## Task details
Please list each thing the game preview below names as part of the unchanged core gameplay.

begin Quoted text

Deus Ex Invisible War Preview

Matthew Calamatta over at Loadedinc.com as this to say about the game:

Fans of the first Deus Ex are exploding with excitement. They’ve been invited back to a dark world of corporate greed, fanaticism, and body enhancements. That world is so very different from the real world, only because you can go back to your previous save when you naff things up.

Deus Ex: Invisible War is set twenty years after the events of the first game. Society has shattered and formed into hardened enclaves, where the haves and the have-nots are mixed in with the wants and the don’t-wants. JC Denton, the hero of the first game, sort of destroyed the whole of civilisation, so if you played the last game to completion I hope you’re proud.

Anyone who’s touched the first Deus Ex will feel at home with Invisible War. The way you interact with your environment is largely the same. Guns, shock batons, talking, fiddling with robots and machinery, hefting dead bodies over your shoulder; the core gameplay is unchanged. Multitools are back - they let you crack safes, open doors and mess with electronics. Bio-Enhancements are back; so far LoadedInc has the ability to become invisible to cameras and even humans, which is jolly useful. A massive, coherent, and immersive game-world is also back, and it’s bigger, better and more Byzantine than before. As Alex D, the man/woman bio-enhanced hero/ine, you’ll be dropped into a socio-political soup where all the other ingredients are trying to get you to be like them, work for them and taste like them.

end Quoted text
begin Data entries

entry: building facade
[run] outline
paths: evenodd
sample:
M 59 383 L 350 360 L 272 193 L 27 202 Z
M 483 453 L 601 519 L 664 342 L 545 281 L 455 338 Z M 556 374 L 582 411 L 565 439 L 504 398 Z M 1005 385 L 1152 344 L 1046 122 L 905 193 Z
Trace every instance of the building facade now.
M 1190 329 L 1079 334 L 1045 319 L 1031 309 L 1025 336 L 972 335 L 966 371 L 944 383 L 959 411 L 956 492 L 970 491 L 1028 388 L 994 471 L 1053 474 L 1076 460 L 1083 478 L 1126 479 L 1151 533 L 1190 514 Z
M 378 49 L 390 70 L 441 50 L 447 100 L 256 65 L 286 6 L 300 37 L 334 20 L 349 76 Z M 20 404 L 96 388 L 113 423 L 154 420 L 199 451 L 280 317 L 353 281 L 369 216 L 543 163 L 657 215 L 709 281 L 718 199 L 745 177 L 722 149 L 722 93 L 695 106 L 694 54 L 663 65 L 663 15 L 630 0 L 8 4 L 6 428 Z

end Data entries

## Correct output
- Guns
- Shock batons
- Talking
- Fiddling with robots and machinery
- Hefting dead bodies over your shoulder